═════ Excerpt
Treating wastewater. The efficiency of wastewater treatment in sewage treatment plants depends on many factors, among them is the presence of toxic substances in wastewater which affect activated sludge.
Typically, a pharmaceutical substance (medicine) is a mixture prepared by treating natural materials by synthesis or chemical treatment. These chemicals are released into sewage in micro concentrations, but some of these chemicals have an extremely negative effect, which in many cases exceeds the effect of known contaminants entering the drains in large quantities. Traces of pharmaceutical drugs were found in wastewater, surface water, activated sludge, oceanic sediments and annual rainfall and also in filters in municipal landfills in countries such as France, Germany, Great Britain, Denmark, the Netherlands, Sweden and the United States.
Wastewater from residential areas, medical institutions and pharmaceutical companies are discharged into municipal sewage, and then into treatment plants for the biological treatment. But even after the treatment the purified water that goes into natural waterways contains pharmaceutical drugs or their derivatives. This is explained by the fact that biological wastewater treatment in most cases is not intended to remove micro contaminants.
══════════
## Exercise requirements
a. Write out the part of the wastewater treatment passage that opens with the words containing "Wastewater from residential" and closes with "remove micro contaminants.", word for word.
b. Pick up the wastewater treatment passage after its last sentence and keep writing it.
The listing that follows has no connection to the wastewater treatment passage.
═════ Input data
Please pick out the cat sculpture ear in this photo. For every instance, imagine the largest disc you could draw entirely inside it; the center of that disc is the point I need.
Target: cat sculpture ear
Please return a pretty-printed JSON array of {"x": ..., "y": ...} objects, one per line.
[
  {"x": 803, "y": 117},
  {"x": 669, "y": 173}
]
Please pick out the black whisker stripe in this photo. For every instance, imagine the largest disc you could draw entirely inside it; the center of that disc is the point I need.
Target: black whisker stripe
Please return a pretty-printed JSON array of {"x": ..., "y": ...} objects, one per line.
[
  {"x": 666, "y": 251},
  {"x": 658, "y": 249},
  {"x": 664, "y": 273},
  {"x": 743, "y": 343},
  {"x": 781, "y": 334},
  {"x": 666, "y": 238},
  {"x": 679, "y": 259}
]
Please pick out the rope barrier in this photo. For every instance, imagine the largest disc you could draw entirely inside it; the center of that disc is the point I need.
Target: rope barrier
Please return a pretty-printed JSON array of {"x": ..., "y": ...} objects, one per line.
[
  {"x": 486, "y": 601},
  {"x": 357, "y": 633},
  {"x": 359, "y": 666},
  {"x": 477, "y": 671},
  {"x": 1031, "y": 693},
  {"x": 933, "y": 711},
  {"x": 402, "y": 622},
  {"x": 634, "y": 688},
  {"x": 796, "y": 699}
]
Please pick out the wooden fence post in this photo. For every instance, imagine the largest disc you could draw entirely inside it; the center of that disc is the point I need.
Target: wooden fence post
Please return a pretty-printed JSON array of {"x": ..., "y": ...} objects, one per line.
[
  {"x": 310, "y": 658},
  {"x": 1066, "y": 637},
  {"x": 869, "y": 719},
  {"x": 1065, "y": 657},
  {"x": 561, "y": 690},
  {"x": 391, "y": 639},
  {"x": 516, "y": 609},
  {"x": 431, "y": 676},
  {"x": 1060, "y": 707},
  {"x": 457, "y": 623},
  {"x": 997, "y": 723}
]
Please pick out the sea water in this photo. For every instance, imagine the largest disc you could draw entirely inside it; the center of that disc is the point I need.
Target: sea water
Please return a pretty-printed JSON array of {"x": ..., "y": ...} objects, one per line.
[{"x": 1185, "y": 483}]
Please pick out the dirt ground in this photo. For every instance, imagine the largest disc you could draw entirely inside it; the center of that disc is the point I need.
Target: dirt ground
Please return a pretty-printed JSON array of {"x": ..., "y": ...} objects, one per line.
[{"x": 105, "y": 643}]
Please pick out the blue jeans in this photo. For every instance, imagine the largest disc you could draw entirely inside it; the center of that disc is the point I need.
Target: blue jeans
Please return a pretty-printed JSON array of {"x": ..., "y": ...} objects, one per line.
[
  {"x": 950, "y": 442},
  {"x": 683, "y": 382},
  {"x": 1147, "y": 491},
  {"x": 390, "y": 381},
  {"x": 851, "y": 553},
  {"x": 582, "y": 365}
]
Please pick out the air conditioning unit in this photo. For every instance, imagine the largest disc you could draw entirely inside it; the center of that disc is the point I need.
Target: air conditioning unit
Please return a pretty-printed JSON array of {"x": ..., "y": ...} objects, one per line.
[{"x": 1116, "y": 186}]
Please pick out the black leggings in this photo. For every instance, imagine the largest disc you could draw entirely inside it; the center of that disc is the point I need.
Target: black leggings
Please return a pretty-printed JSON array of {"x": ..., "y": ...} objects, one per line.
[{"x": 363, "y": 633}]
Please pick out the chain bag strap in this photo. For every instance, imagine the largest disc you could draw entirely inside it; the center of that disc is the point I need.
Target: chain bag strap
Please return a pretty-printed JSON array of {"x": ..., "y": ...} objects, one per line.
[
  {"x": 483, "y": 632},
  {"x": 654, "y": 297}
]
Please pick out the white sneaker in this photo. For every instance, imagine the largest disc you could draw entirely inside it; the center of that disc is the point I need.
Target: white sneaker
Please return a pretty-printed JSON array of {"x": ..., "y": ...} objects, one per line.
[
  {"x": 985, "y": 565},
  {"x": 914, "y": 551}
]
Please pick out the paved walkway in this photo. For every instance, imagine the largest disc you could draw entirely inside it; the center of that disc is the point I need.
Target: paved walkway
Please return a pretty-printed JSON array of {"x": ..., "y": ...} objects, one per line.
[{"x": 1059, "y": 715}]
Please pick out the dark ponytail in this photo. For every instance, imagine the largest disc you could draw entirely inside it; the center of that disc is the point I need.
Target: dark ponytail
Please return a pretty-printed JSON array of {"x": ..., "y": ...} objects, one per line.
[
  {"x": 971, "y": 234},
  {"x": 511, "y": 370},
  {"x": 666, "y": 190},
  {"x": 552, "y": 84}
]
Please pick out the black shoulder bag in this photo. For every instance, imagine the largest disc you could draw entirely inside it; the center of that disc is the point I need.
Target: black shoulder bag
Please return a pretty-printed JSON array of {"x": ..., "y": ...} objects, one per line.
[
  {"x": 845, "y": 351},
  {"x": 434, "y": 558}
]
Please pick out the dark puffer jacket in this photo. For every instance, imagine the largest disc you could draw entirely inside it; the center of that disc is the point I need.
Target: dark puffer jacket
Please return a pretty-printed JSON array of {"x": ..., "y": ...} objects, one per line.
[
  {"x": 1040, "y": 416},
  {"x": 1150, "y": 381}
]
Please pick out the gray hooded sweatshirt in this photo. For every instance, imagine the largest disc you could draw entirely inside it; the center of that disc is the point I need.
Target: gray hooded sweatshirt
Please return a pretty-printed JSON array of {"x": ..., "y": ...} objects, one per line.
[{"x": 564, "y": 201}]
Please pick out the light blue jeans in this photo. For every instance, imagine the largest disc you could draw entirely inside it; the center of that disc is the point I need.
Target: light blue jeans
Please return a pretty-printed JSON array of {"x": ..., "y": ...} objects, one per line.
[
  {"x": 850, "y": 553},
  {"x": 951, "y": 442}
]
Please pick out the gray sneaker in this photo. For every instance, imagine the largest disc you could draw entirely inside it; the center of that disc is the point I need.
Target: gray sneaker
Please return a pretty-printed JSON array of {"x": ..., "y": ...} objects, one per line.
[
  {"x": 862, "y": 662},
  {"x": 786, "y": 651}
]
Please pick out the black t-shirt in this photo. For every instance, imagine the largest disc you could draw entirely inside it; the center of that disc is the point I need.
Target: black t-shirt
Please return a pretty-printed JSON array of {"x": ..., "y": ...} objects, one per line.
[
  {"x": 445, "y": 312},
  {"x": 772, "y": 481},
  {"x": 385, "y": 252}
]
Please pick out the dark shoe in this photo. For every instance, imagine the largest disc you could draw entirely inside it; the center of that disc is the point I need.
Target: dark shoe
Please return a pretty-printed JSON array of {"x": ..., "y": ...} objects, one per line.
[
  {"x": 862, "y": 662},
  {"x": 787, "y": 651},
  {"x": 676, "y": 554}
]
══════════
## Responses to the tasks
a.
Wastewater from residential areas, medical institutions and pharmaceutical companies are discharged into municipal sewage, and then into treatment plants for the biological treatment. But even after the treatment the purified water that goes into natural waterways contains pharmaceutical drugs or their derivatives. This is explained by the fact that biological wastewater treatment in most cases is not intended to remove micro contaminants.

b.
Chemical drugs poison the activated sludge microorganisms of treatment plants. The examination of toxic effects of pharmaceuticals show the negative change in the biological nature of the activated sludge organisms, which changes the results of wastewater treatment.
The negative effects of pharmaceutical pollutants on the active sludge are various. Some of the pollutants slow down oxygenation of activated sludge, reducing its productivity, while others become food.
The remains of pharmaceuticals, after passing through biological treatment are discharged into surface waters and accumulate in the natural environment. They reduce the quality of water, violate the life-cycle of organisms and cause their abnormal development.